* Begin EXTRACT *

The crusade isn't just about going wireless after all,
Starbucks has done that much. The coffee colossus offers wi-fi at more than 2,600 locations through a deal with the
cell company T-Mobile. But at Starbucks, you have to pay
$29.99 a month to surf. At Personal Telco hotspots, you
don't.
And, sure, that's good for business at Personal Telco
locations. But the group has loftier goals in mind. Its real
preoccupation is information, and setting it free.
"The idea of building a community-run network, and being
able to say to the telecom companies, 'Ha! See! We don't
need you!,' seemed like an incredibly fun goal," says Adam
Shand, the New Zealander who started Personal Telco in
November 2000, while he was working for a doomed Beaverton
dot-com. "It seemed totally feasible that anyone who wanted
to be online could be."
For Ballard, getting people online isn't just a hobby. To
him, it's a social crusade.
On a recent afternoon, at the wheel of his Honda Accord,
air conditioning at full blast, Ballard is dressed up like
England's tech-geek Johnny Cash: black shoes, black Levi's,
black belt and black dress shirt to match the black specs
and black hair. It's 81 degrees outside. Heat shimmers from
Martin Luther King Jr. Boulevard's northbound asphtitle.
To Ballard, this is the Portland 'hood most affected by
the so-called "digital divide". The hard truth that rich
people have technology and poor people, often, don't.
"Broadband penetration is just pitiful around here,"

* End EXTRACT *

* **EXERCISE SET**
1. Reproduce the Personal Telco article word for word, from start to finish.
2. Format the entries, starting at the first line and ending at the line containing "83L31 83L31 79L28", as a two-column CSV with the columns request and answer. Put the entry's text and its answer each in one quoted field, with line breaks replaced by spaces.
The Personal Telco article and the entries that follow it are unrelated material.

* Begin ENTRIES PROVIDED *

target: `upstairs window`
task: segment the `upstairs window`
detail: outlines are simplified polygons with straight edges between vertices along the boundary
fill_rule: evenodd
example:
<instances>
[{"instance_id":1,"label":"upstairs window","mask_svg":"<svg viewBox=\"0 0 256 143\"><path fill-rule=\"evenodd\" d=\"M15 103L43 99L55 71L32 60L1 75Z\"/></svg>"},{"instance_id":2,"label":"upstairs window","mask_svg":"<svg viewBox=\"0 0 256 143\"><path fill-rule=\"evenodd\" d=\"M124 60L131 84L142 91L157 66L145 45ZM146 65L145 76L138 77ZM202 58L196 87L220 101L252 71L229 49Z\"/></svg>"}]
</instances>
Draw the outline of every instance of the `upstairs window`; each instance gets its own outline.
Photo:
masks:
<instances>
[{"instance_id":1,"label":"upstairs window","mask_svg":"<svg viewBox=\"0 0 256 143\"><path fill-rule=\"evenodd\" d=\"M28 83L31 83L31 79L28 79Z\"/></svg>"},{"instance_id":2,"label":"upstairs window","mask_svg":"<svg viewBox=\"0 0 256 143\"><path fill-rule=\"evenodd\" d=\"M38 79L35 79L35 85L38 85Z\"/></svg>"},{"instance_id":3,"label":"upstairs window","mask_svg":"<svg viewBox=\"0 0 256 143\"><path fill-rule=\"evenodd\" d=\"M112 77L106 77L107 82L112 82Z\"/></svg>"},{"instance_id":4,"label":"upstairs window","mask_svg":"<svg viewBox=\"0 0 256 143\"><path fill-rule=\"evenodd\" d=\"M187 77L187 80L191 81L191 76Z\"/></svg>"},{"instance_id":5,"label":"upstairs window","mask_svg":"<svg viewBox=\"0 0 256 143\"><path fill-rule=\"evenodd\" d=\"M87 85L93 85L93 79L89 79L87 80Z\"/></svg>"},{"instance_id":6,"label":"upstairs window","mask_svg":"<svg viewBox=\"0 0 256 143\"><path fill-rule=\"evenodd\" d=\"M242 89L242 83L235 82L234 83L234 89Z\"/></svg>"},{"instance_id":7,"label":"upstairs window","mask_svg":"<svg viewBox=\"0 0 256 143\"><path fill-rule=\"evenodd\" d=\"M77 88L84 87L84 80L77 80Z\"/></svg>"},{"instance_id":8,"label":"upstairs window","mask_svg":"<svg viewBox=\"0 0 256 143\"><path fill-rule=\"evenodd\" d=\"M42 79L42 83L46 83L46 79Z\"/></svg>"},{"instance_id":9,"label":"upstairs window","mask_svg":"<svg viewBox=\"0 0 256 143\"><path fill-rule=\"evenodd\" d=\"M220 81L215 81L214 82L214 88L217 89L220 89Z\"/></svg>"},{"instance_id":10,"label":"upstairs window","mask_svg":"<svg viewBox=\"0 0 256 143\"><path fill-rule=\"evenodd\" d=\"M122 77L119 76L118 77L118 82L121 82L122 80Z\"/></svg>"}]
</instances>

* End ENTRIES PROVIDED *

* **SOLUTIONS**
1.
The crusade isn't just about going wireless after all,
Starbucks has done that much. The coffee colossus offers wi-fi at more than 2,600 locations through a deal with the
cell company T-Mobile. But at Starbucks, you have to pay
$29.99 a month to surf. At Personal Telco hotspots, you
don't.
And, sure, that's good for business at Personal Telco
locations. But the group has loftier goals in mind. Its real
preoccupation is information, and setting it free.
"The idea of building a community-run network, and being
able to say to the telecom companies, 'Ha! See! We don't
need you!,' seemed like an incredibly fun goal," says Adam
Shand, the New Zealander who started Personal Telco in
November 2000, while he was working for a doomed Beaverton
dot-com. "It seemed totally feasible that anyone who wanted
to be online could be."
For Ballard, getting people online isn't just a hobby. To
him, it's a social crusade.
On a recent afternoon, at the wheel of his Honda Accord,
air conditioning at full blast, Ballard is dressed up like
England's tech-geek Johnny Cash: black shoes, black Levi's,
black belt and black dress shirt to match the black specs
and black hair. It's 81 degrees outside. Heat shimmers from
Martin Luther King Jr. Boulevard's northbound asphtitle.
To Ballard, this is the Portland 'hood most affected by
the so-called "digital divide". The hard truth that rich
people have technology and poor people, often, don't.
"Broadband penetration is just pitiful around here,"

2.
request,answer
"target: `upstairs window` task: segment the `upstairs window` detail: outlines are simplified polygons with straight edges between vertices along the boundary fill_rule: evenodd example: <instances> [{""instance_id"":1,""label"":""upstairs window"",""mask_svg"":""<svg viewBox=\""0 0 256 143\""><path fill-rule=\""evenodd\"" d=\""M15 103L43 99L55 71L32 60L1 75Z\""/></svg>""},{""instance_id"":2,""label"":""upstairs window"",""mask_svg"":""<svg viewBox=\""0 0 256 143\""><path fill-rule=\""evenodd\"" d=\""M124 60L131 84L142 91L157 66L145 45ZM146 65L145 76L138 77ZM202 58L196 87L220 101L252 71L229 49Z\""/></svg>""}] </instances> Draw the outline of every instance of the `upstairs window`; each instance gets its own outline. Photo: masks:","<instances> [{""instance_id"":1,""label"":""upstairs window"",""mask_svg"":""<svg viewBox=\""0 0 256 143\""><path fill-rule=\""evenodd\"" d=\""M28 83L31 83L31 79L28 79Z\""/></svg>""},{""instance_id"":2,""label"":""upstairs window"",""mask_svg"":""<svg viewBox=\""0 0 256 143\""><path fill-rule=\""evenodd\"" d=\""M38 79L35 79L35 85L38 85Z\""/></svg>""},{""instance_id"":3,""label"":""upstairs window"",""mask_svg"":""<svg viewBox=\""0 0 256 143\""><path fill-rule=\""evenodd\"" d=\""M112 77L106 77L107 82L112 82Z\""/></svg>""},{""instance_id"":4,""label"":""upstairs window"",""mask_svg"":""<svg viewBox=\""0 0 256 143\""><path fill-rule=\""evenodd\"" d=\""M187 77L187 80L191 81L191 76Z\""/></svg>""},{""instance_id"":5,""label"":""upstairs window"",""mask_svg"":""<svg viewBox=\""0 0 256 143\""><path fill-rule=\""evenodd\"" d=\""M87 85L93 85L93 79L89 79L87 80Z\""/></svg>""},{""instance_id"":6,""label"":""upstairs window"",""mask_svg"":""<svg viewBox=\""0 0 256 143\""><path fill-rule=\""evenodd\"" d=\""M242 89L242 83L235 82L234 83L234 89Z\""/></svg>""},{""instance_id"":7,""label"":""upstairs window"",""mask_svg"":""<svg viewBox=\""0 0 256 143\""><path fill-rule=\""evenodd\"" d=\""M77 88L84 87L84 80L77 80Z\""/></svg>""},{""instance_id"":8,""label"":""upstairs window"",""mask_svg"":""<svg viewBox=\""0 0 256 143\""><path fill-rule=\""evenodd\"" d=\""M42 79L42 83L46 83L46 79Z\""/></svg>""},{""instance_id"":9,""label"":""upstairs window"",""mask_svg"":""<svg viewBox=\""0 0 256 143\""><path fill-rule=\""evenodd\"" d=\""M220 81L215 81L214 82L214 88L217 89L220 89Z\""/></svg>""},{""instance_id"":10,""label"":""upstairs window"",""mask_svg"":""<svg viewBox=\""0 0 256 143\""><path fill-rule=\""evenodd\"" d=\""M122 77L119 76L118 77L118 82L121 82L122 80Z\""/></svg>""}]"